THE DATA =>
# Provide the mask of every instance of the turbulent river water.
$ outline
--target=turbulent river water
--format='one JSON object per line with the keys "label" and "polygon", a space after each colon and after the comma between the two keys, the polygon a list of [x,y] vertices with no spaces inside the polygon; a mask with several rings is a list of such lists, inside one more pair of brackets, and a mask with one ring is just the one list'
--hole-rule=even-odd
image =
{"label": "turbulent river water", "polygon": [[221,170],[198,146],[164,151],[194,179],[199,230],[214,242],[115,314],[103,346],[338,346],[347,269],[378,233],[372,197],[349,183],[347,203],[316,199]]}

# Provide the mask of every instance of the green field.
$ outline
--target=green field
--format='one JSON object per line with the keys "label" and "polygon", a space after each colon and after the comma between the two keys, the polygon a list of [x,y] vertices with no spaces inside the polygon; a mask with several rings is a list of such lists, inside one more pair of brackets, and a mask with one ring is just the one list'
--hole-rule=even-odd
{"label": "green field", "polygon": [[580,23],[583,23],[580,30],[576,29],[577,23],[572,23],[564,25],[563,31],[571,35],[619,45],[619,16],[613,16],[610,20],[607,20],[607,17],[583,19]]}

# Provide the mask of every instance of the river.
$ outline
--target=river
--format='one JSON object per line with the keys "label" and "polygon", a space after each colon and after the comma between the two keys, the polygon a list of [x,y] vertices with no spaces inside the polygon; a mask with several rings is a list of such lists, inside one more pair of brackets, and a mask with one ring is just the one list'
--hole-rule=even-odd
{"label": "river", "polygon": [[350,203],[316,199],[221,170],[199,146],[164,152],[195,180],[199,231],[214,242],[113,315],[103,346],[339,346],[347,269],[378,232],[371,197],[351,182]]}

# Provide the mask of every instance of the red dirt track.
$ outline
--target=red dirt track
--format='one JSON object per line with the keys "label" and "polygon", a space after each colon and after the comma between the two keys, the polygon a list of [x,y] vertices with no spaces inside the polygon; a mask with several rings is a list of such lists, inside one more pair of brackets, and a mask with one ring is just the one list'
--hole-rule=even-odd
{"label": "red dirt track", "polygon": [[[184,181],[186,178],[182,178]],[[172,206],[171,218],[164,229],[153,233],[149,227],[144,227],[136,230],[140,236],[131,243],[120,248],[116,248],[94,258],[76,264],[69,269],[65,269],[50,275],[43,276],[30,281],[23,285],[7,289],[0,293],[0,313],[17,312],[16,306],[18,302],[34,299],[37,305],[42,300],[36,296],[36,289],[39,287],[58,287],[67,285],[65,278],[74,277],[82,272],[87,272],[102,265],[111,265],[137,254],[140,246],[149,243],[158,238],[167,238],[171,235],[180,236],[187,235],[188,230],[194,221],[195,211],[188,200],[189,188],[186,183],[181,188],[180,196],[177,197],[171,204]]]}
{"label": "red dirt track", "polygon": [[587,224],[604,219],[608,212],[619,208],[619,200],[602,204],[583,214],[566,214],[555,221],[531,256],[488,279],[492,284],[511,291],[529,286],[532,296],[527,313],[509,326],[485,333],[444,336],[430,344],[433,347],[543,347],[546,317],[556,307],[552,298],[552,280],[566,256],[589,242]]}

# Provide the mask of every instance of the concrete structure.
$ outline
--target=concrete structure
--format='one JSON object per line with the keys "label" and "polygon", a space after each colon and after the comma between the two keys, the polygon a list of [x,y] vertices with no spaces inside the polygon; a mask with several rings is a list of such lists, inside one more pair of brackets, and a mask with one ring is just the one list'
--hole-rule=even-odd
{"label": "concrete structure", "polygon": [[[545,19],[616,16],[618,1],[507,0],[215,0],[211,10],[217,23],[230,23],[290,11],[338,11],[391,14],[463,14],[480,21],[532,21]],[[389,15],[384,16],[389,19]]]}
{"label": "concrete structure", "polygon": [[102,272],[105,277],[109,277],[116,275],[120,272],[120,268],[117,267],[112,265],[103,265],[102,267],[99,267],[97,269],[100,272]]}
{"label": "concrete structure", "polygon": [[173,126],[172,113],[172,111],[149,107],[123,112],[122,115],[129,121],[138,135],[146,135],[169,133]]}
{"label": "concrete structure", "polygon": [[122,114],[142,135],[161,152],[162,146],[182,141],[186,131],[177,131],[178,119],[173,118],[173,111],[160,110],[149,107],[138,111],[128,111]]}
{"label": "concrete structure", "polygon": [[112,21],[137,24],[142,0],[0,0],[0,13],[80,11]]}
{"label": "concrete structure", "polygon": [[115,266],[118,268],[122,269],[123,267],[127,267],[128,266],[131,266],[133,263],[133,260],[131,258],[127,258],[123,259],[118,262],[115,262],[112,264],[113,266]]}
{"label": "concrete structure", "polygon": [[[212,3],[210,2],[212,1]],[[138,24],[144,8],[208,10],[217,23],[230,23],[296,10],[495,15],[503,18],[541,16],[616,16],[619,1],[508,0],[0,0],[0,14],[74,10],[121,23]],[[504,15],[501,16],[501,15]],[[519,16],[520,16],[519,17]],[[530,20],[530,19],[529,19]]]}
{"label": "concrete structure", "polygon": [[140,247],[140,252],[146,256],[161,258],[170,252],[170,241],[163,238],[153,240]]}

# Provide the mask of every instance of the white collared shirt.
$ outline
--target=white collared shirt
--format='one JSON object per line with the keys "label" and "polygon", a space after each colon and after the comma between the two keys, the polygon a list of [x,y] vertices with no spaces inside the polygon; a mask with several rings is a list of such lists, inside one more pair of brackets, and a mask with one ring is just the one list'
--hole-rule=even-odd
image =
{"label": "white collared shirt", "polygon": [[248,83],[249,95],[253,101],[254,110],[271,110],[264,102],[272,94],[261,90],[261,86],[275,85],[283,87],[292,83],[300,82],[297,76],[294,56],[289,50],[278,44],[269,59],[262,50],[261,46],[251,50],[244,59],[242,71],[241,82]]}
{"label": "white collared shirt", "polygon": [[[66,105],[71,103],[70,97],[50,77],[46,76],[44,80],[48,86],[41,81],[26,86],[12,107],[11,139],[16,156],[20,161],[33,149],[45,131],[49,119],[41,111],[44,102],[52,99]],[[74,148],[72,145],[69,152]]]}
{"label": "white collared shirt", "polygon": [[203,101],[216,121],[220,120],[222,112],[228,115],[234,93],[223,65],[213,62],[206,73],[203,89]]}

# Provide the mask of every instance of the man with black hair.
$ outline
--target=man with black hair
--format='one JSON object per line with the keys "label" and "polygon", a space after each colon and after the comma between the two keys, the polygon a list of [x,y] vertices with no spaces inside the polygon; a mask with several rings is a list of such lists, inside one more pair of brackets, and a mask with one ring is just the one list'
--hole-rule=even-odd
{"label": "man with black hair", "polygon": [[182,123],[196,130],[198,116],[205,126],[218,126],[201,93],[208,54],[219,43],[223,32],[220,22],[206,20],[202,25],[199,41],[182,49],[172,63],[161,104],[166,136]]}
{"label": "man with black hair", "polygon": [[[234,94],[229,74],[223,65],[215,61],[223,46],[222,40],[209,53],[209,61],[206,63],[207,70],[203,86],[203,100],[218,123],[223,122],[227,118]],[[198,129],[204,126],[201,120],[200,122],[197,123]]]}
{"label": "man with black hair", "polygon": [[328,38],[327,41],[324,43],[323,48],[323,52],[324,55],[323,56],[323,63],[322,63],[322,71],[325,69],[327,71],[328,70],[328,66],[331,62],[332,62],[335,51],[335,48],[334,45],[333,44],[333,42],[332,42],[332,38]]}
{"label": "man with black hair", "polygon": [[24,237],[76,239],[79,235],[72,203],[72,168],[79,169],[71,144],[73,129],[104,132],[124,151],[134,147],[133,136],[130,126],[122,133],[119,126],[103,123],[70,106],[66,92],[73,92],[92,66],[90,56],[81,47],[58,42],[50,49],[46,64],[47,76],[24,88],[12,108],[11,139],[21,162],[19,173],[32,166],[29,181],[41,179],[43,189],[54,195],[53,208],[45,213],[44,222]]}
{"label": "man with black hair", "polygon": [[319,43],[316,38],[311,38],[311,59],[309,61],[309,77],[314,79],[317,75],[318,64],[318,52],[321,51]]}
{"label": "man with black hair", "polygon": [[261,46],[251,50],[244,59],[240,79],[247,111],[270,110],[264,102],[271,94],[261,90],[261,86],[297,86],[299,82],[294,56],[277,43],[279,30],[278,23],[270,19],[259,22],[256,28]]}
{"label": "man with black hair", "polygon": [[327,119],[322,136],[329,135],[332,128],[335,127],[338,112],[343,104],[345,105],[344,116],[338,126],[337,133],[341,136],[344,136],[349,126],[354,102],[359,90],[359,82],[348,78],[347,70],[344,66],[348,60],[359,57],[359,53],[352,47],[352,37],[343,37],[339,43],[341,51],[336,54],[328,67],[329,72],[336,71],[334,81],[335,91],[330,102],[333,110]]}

WHAT YOU HAVE TO DO => Copy out each line of the records above that contains the word "every".

IN RESPONSE =>
# Provide the mask of every instance of the turbulent river water.
# Provide the mask of every instance of the green field.
# Provide the mask of every instance of the river.
# Provide the mask of every instance of the red dirt track.
# Provide the mask of every instance of the concrete structure.
# Provide the mask of every instance of the white collared shirt.
# Provide the mask of every instance of the man with black hair.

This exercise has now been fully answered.